__INPUT ROWS__
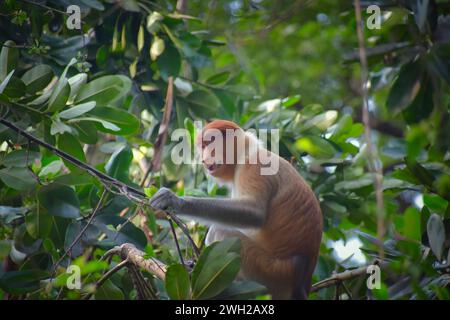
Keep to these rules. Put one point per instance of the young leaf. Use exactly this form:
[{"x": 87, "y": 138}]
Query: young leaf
[
  {"x": 177, "y": 282},
  {"x": 77, "y": 110},
  {"x": 436, "y": 235}
]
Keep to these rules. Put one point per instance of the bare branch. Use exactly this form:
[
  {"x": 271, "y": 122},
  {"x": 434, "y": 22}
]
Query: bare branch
[
  {"x": 113, "y": 185},
  {"x": 372, "y": 155}
]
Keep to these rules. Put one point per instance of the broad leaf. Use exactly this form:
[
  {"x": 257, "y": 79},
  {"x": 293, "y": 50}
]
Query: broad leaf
[{"x": 60, "y": 201}]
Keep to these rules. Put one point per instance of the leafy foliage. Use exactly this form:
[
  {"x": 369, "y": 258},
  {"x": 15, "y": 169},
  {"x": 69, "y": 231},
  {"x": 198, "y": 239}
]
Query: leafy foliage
[{"x": 97, "y": 94}]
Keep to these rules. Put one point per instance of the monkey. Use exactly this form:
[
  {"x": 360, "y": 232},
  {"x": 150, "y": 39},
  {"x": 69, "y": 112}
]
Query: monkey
[{"x": 277, "y": 217}]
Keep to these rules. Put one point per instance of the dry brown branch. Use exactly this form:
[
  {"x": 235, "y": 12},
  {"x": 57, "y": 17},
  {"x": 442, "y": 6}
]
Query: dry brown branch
[
  {"x": 136, "y": 257},
  {"x": 372, "y": 155},
  {"x": 338, "y": 278}
]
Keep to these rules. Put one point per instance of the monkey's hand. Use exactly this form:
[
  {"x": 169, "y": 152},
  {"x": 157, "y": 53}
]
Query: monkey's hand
[{"x": 165, "y": 200}]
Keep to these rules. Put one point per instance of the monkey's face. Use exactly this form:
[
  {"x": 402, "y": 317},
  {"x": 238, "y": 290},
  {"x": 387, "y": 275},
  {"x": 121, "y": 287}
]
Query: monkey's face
[{"x": 214, "y": 150}]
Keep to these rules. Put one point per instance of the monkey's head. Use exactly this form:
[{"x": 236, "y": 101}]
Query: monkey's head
[{"x": 217, "y": 140}]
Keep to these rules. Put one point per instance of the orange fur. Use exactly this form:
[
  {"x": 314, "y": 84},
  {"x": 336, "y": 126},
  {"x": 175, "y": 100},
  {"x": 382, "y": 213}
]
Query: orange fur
[{"x": 293, "y": 224}]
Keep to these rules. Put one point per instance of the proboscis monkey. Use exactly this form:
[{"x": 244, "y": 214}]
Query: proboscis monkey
[{"x": 276, "y": 216}]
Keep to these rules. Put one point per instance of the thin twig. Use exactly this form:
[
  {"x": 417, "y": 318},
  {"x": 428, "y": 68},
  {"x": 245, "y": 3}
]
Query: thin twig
[
  {"x": 81, "y": 233},
  {"x": 106, "y": 276},
  {"x": 340, "y": 277},
  {"x": 372, "y": 156},
  {"x": 176, "y": 242},
  {"x": 155, "y": 165},
  {"x": 113, "y": 185}
]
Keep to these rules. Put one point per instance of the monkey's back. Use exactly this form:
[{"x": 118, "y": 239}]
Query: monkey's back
[{"x": 294, "y": 220}]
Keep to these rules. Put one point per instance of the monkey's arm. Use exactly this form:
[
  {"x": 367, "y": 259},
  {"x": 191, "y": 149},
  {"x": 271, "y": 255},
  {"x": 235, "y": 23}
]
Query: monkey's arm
[{"x": 233, "y": 212}]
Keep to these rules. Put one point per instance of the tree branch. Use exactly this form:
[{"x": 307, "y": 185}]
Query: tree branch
[{"x": 113, "y": 185}]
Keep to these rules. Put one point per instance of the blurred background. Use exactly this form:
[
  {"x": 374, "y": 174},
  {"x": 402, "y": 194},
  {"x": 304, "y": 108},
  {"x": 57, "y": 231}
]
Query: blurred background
[{"x": 100, "y": 92}]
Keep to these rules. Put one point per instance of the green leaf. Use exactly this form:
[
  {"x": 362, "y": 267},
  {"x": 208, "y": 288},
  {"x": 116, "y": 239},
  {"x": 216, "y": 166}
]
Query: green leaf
[
  {"x": 218, "y": 78},
  {"x": 216, "y": 268},
  {"x": 411, "y": 228},
  {"x": 60, "y": 127},
  {"x": 15, "y": 88},
  {"x": 104, "y": 125},
  {"x": 69, "y": 144},
  {"x": 109, "y": 291},
  {"x": 24, "y": 281},
  {"x": 60, "y": 201},
  {"x": 119, "y": 164},
  {"x": 322, "y": 121},
  {"x": 104, "y": 90},
  {"x": 126, "y": 122},
  {"x": 203, "y": 103},
  {"x": 5, "y": 248},
  {"x": 76, "y": 82},
  {"x": 18, "y": 178},
  {"x": 141, "y": 40},
  {"x": 61, "y": 91},
  {"x": 127, "y": 233},
  {"x": 177, "y": 282},
  {"x": 216, "y": 276},
  {"x": 153, "y": 21},
  {"x": 422, "y": 105},
  {"x": 20, "y": 158},
  {"x": 243, "y": 290},
  {"x": 406, "y": 86},
  {"x": 358, "y": 183},
  {"x": 37, "y": 78},
  {"x": 436, "y": 235},
  {"x": 316, "y": 146},
  {"x": 6, "y": 81},
  {"x": 59, "y": 96},
  {"x": 169, "y": 62},
  {"x": 157, "y": 48},
  {"x": 77, "y": 110},
  {"x": 38, "y": 223},
  {"x": 87, "y": 132},
  {"x": 89, "y": 237},
  {"x": 8, "y": 58},
  {"x": 421, "y": 173}
]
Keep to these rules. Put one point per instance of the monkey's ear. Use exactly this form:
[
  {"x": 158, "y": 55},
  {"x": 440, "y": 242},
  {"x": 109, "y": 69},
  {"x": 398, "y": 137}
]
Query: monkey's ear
[{"x": 303, "y": 277}]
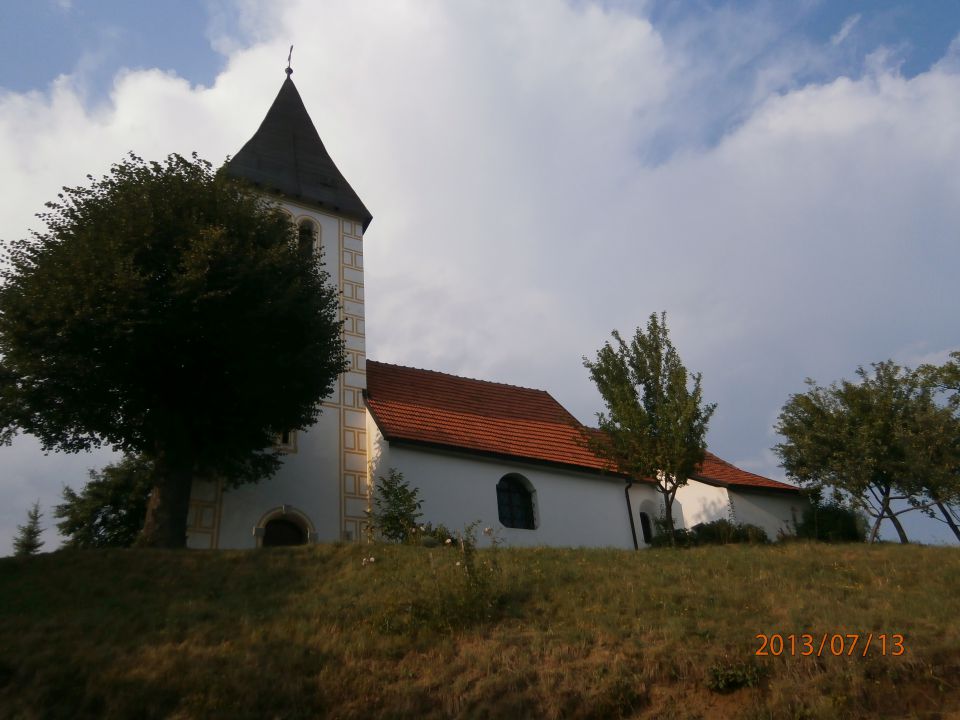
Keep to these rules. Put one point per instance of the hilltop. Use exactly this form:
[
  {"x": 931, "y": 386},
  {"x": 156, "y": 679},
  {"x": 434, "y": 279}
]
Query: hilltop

__STATED PROBLEM__
Every record above should be written out again exactly; the pictures stay out of the copy.

__THE OUTPUT__
Keep to these rules. Put one point per instance of the young leaf. Use exactly this form:
[{"x": 87, "y": 138}]
Query: young leaf
[
  {"x": 177, "y": 282},
  {"x": 77, "y": 110},
  {"x": 436, "y": 235}
]
Keep to these rules. Put one point per instance of the bare branch. Use exactly this form:
[
  {"x": 271, "y": 122},
  {"x": 434, "y": 22}
]
Query: bare branch
[
  {"x": 113, "y": 185},
  {"x": 372, "y": 155}
]
Keep to these rules. Put one point per instance of the broad leaf. Use exactly this form:
[
  {"x": 257, "y": 79},
  {"x": 293, "y": 50}
]
Query: broad leaf
[{"x": 60, "y": 201}]
Keep to these rules. Put one point per instance of the leafy foliage. Use exactly this form:
[
  {"x": 369, "y": 258},
  {"x": 15, "y": 169},
  {"x": 69, "y": 231},
  {"x": 198, "y": 239}
]
Query: leafy foliage
[{"x": 97, "y": 94}]
Keep to these rules. Put one point per instance of the monkey. Use exactly this form:
[
  {"x": 360, "y": 232},
  {"x": 150, "y": 39},
  {"x": 69, "y": 112}
]
Query: monkey
[{"x": 277, "y": 217}]
Keep to these rules. Put one point per instance of the dry brown branch. Use exactly this form:
[
  {"x": 235, "y": 12},
  {"x": 57, "y": 17},
  {"x": 442, "y": 6}
]
Query: dry brown branch
[
  {"x": 136, "y": 257},
  {"x": 372, "y": 155},
  {"x": 338, "y": 278}
]
Keep to these rules. Put one point per instance of the monkey's hand. Use exactly this form:
[
  {"x": 169, "y": 152},
  {"x": 157, "y": 53}
]
Query: monkey's hand
[{"x": 165, "y": 200}]
Keep to these rules. Put one point per instance of the monkey's face. Use exactly this form:
[
  {"x": 402, "y": 317},
  {"x": 238, "y": 290},
  {"x": 387, "y": 275},
  {"x": 121, "y": 287}
]
Query: monkey's face
[{"x": 214, "y": 150}]
Keep to these rules. Put one point per instance of the monkey's head. Use exactly this form:
[{"x": 236, "y": 101}]
Query: monkey's head
[{"x": 217, "y": 140}]
Keep to these rules. Put one point per instance of the orange fur. Use exactly this form:
[
  {"x": 314, "y": 84},
  {"x": 336, "y": 126},
  {"x": 175, "y": 100},
  {"x": 382, "y": 213}
]
Query: orange fur
[{"x": 293, "y": 224}]
Keep to these rules. Put one point per instance of the proboscis monkey. Use exactly this form:
[{"x": 244, "y": 214}]
Query: proboscis monkey
[{"x": 276, "y": 216}]
Keep to these rules. Put one point per instance of the thin twig. Use exactly this form:
[
  {"x": 417, "y": 318},
  {"x": 428, "y": 68},
  {"x": 245, "y": 3}
]
Query: thin twig
[
  {"x": 81, "y": 233},
  {"x": 106, "y": 276},
  {"x": 340, "y": 277},
  {"x": 372, "y": 156},
  {"x": 176, "y": 242},
  {"x": 155, "y": 165},
  {"x": 113, "y": 185}
]
Keep to these rules. Put one point per instance of the monkey's back. Use exactly this form:
[{"x": 118, "y": 239}]
Query: monkey's back
[{"x": 294, "y": 220}]
Keep to these rules. Put one point per instance of the monkey's arm. Use exactly this form:
[
  {"x": 367, "y": 259},
  {"x": 191, "y": 149},
  {"x": 271, "y": 255},
  {"x": 235, "y": 23}
]
Query: monkey's arm
[{"x": 233, "y": 212}]
Keep to these rules. Put one point per instance of the tree branch. Use exactly this form:
[{"x": 307, "y": 185}]
Query: tree branch
[{"x": 113, "y": 185}]
Keep to these rules. Put one point per instance of the blurred background. Use exactly this form:
[
  {"x": 374, "y": 174},
  {"x": 402, "y": 194},
  {"x": 304, "y": 108},
  {"x": 57, "y": 231}
]
Query: blurred background
[{"x": 100, "y": 92}]
Keep to these rules. Put one point per instance of the green leaf. Use exactly this form:
[
  {"x": 362, "y": 267},
  {"x": 208, "y": 288},
  {"x": 116, "y": 239},
  {"x": 216, "y": 166}
]
Query: green leaf
[
  {"x": 218, "y": 78},
  {"x": 216, "y": 268},
  {"x": 411, "y": 228},
  {"x": 60, "y": 127},
  {"x": 15, "y": 88},
  {"x": 104, "y": 125},
  {"x": 69, "y": 144},
  {"x": 109, "y": 291},
  {"x": 24, "y": 281},
  {"x": 60, "y": 201},
  {"x": 119, "y": 164},
  {"x": 322, "y": 121},
  {"x": 104, "y": 90},
  {"x": 126, "y": 122},
  {"x": 203, "y": 103},
  {"x": 5, "y": 248},
  {"x": 76, "y": 82},
  {"x": 18, "y": 178},
  {"x": 141, "y": 40},
  {"x": 61, "y": 91},
  {"x": 127, "y": 233},
  {"x": 177, "y": 282},
  {"x": 216, "y": 276},
  {"x": 153, "y": 21},
  {"x": 422, "y": 105},
  {"x": 20, "y": 158},
  {"x": 243, "y": 290},
  {"x": 406, "y": 86},
  {"x": 358, "y": 183},
  {"x": 37, "y": 78},
  {"x": 436, "y": 235},
  {"x": 316, "y": 146},
  {"x": 6, "y": 81},
  {"x": 59, "y": 96},
  {"x": 169, "y": 62},
  {"x": 157, "y": 48},
  {"x": 77, "y": 110},
  {"x": 38, "y": 223},
  {"x": 87, "y": 132},
  {"x": 89, "y": 237},
  {"x": 8, "y": 58},
  {"x": 421, "y": 173}
]
Keep to these rules. Put one point per instance of the monkey's ear. Use exactly this form:
[
  {"x": 158, "y": 55},
  {"x": 440, "y": 242},
  {"x": 109, "y": 69},
  {"x": 398, "y": 137}
]
Query: monkey's ear
[{"x": 303, "y": 277}]
Keep to these rules. Put one point per instance of the hilltop. Use exactly this form:
[
  {"x": 931, "y": 386},
  {"x": 156, "y": 679},
  {"x": 434, "y": 279}
]
Query: hilltop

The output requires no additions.